DIRECTIVE:
Find "Target: gmc emblem" in the material below, then copy that line and every subsequent line to the end, exactly.

(Items from a dataset)
--- BEGIN ---

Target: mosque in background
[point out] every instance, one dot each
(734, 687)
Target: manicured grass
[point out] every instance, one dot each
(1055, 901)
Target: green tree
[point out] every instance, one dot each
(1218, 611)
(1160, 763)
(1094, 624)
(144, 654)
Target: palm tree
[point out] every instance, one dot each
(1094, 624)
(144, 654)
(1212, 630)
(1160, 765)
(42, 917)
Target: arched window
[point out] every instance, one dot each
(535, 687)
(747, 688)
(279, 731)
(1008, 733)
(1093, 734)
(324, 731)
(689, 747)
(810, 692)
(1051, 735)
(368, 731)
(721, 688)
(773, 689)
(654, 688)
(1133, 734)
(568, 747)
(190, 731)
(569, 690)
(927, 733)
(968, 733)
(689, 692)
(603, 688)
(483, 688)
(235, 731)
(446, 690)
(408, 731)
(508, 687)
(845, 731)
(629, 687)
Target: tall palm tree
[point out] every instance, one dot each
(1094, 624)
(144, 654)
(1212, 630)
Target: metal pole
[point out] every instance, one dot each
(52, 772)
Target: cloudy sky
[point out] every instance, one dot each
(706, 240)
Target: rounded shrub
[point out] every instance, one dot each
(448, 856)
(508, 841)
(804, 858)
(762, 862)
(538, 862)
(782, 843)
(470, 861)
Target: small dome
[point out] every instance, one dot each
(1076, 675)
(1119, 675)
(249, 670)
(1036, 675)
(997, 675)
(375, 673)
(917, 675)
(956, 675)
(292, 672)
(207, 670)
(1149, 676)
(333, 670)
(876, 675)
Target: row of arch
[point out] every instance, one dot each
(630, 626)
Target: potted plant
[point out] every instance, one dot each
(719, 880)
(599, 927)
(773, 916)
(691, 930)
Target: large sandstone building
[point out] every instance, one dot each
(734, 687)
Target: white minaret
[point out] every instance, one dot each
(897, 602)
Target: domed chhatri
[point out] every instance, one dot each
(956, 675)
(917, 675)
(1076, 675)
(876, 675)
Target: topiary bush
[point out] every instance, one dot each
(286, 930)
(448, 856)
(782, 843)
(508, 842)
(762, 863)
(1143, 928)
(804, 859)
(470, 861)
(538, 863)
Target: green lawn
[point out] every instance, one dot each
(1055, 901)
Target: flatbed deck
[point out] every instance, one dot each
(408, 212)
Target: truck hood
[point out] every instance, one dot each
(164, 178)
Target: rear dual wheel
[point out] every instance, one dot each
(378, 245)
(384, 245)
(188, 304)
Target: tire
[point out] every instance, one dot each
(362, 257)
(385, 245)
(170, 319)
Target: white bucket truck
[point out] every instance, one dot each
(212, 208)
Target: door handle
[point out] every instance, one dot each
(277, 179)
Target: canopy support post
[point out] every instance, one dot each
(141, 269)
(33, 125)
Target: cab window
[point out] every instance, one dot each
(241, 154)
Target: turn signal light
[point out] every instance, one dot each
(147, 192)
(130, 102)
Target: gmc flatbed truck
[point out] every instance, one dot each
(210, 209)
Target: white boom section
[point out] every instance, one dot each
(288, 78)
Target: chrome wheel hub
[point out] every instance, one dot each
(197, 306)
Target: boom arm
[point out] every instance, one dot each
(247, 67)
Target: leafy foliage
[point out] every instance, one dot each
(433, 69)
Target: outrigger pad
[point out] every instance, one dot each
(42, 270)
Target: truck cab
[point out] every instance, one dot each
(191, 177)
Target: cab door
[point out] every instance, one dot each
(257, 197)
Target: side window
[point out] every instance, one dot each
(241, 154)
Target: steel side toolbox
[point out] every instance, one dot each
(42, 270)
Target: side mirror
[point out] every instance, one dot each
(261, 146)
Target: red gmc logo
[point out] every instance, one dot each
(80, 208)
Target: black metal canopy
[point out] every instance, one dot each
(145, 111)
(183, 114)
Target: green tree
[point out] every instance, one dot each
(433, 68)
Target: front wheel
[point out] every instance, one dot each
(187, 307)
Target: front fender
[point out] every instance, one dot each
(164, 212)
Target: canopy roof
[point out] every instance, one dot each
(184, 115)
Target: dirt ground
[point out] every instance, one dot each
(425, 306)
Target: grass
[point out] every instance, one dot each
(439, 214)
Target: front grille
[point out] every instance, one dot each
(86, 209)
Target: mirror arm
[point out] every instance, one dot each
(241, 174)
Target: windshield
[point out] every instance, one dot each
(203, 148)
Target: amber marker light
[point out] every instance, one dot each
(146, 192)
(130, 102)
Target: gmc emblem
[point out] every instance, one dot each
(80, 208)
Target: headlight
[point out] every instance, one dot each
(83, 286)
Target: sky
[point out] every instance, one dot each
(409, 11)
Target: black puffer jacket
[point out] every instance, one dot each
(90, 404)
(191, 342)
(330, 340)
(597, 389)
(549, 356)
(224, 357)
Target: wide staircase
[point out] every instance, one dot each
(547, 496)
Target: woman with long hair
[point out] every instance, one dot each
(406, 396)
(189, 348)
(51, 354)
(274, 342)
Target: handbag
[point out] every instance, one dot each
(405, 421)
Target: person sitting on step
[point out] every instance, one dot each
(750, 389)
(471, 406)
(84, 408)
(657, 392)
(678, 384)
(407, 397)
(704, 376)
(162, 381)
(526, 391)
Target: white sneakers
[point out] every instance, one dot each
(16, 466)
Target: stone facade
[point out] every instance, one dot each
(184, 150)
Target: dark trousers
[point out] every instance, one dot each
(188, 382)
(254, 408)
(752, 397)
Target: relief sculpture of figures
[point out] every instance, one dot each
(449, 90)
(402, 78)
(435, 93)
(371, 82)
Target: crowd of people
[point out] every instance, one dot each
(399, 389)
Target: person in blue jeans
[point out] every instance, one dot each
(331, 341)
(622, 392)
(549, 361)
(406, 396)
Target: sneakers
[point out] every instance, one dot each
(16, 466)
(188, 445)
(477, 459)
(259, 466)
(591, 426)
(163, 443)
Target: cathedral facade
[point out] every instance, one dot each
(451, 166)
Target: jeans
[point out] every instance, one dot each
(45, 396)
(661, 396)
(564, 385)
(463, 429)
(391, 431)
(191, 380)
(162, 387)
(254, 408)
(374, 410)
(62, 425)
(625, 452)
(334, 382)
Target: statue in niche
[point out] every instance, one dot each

--- END ---

FULL SOLUTION:
Target: gmc emblem
[point out] every instance, one dot each
(80, 208)
Target: headlight
[point out] every instance, one dot each
(83, 286)
Target: sky
[point out] every instance, one dot each
(409, 11)
Target: black puffer jacket
[point out] every instance, one dot each
(90, 404)
(191, 342)
(330, 340)
(597, 389)
(549, 356)
(224, 357)
Target: wide staircase
[point out] every instance, one dot each
(547, 496)
Target: woman with long hair
[point out] every instance, one dot each
(406, 396)
(189, 348)
(51, 354)
(274, 342)
Target: handbag
[point out] every instance, one dot each
(405, 421)
Target: person sitting on step
[point out] every instance, one dot each
(750, 389)
(471, 406)
(84, 408)
(657, 392)
(678, 384)
(407, 397)
(704, 376)
(162, 381)
(526, 391)
Target: white sneakers
[point out] every instance, one dot each
(16, 466)
Target: stone facade
[point out] every instance, one dot each
(184, 150)
Target: dark trousers
[point out] every instance, one dot each
(188, 382)
(254, 408)
(752, 397)
Target: relief sculpture of figures
[point out] every instance, one dot each
(449, 90)
(402, 78)
(435, 93)
(371, 82)
Target: crowd of people
[point out] every instance, one dot each
(399, 389)
Target: person in blue jeans
[point out] every instance, one dot each
(331, 341)
(622, 392)
(549, 361)
(406, 396)
Target: sneakers
[point out] every instance, one dot each
(16, 466)
(188, 445)
(477, 459)
(259, 466)
(591, 426)
(163, 443)
Target: cathedral facade
[point out] every instance, one dot each
(451, 166)
Target: jeans
[point out] every instance, one dot each
(45, 396)
(661, 396)
(564, 385)
(463, 429)
(391, 431)
(191, 380)
(162, 387)
(254, 408)
(374, 410)
(62, 425)
(625, 452)
(334, 382)
Target: statue in niche
[point out] every instance, one dot each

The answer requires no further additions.